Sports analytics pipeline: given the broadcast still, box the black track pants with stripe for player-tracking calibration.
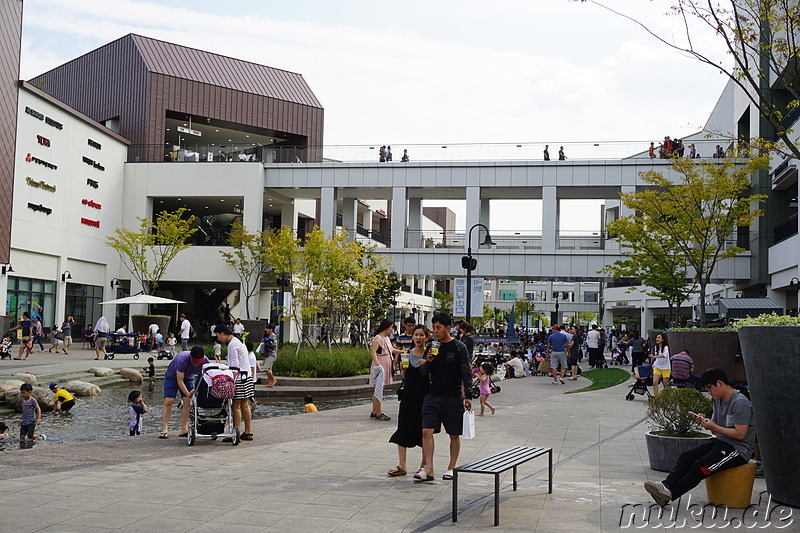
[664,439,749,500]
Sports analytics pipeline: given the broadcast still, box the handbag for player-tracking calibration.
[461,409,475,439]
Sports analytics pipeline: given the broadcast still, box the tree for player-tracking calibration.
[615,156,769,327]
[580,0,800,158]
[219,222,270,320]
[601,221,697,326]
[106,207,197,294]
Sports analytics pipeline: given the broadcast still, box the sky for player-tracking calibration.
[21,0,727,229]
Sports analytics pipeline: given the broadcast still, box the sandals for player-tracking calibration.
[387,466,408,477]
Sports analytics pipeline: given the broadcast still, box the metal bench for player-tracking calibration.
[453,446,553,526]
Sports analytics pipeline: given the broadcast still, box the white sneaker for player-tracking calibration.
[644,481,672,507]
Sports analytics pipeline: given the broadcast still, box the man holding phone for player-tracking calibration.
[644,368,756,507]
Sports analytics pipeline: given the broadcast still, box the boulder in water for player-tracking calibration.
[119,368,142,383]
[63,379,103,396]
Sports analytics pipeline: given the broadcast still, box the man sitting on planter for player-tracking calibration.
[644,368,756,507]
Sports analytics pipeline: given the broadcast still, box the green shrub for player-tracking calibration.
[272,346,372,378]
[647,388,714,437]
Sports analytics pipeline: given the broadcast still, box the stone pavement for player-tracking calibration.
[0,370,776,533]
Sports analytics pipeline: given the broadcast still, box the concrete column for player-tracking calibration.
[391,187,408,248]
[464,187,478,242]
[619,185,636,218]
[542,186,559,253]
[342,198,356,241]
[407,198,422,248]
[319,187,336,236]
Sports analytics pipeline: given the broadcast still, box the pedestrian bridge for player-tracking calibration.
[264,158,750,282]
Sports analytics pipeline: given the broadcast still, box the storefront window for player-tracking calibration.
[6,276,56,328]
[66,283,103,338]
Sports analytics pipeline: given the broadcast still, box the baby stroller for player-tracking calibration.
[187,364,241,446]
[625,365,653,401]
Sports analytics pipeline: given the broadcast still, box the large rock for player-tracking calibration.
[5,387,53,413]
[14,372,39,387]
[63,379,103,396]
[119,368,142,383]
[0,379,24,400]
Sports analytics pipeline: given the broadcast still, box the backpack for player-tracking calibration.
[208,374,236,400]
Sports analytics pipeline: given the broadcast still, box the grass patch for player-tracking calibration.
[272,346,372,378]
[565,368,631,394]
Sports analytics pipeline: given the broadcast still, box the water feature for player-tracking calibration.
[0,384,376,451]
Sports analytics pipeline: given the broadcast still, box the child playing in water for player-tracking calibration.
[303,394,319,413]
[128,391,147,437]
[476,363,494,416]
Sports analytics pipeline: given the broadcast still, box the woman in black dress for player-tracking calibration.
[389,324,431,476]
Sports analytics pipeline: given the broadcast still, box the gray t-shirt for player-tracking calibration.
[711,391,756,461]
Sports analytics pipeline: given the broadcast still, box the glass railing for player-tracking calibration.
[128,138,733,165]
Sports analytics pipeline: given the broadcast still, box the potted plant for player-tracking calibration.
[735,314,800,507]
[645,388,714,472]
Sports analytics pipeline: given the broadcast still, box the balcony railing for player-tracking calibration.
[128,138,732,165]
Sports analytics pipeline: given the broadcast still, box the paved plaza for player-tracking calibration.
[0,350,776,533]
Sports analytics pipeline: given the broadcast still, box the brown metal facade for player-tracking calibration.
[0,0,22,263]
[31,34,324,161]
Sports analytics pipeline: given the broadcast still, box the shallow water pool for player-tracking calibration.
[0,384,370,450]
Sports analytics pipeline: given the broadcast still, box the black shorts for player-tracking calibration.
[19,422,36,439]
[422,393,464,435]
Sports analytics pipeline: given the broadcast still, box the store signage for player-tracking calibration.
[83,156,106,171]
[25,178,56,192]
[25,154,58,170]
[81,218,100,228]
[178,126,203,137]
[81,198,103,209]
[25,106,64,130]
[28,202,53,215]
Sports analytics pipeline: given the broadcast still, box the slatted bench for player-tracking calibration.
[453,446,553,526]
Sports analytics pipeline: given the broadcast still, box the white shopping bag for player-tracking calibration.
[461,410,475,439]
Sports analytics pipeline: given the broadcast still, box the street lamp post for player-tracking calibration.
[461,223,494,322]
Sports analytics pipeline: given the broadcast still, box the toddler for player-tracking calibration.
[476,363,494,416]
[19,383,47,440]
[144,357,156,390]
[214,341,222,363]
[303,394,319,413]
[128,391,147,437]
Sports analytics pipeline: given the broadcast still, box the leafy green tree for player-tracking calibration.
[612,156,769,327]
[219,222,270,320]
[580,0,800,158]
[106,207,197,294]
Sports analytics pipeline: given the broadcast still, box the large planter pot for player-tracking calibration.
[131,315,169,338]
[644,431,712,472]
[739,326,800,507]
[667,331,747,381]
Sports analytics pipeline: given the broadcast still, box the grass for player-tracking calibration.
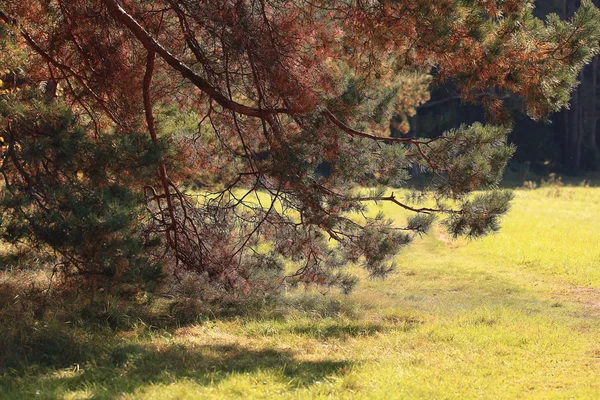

• GOAL OF THE EXERCISE
Copy the records word for word, from the line that contains "pot for player-tracking calibration." through the end of the records, including both ends. Leave the pictures out of your copy.

• TASK RESULT
Sports analytics pipeline: given the broadcast still, box the large planter pot for player-tracking calibration.
[131,315,169,338]
[644,431,712,472]
[739,326,800,507]
[667,331,747,381]
Sports analytics pipeline: given the broadcast still, box the grass for player-tracking calibration.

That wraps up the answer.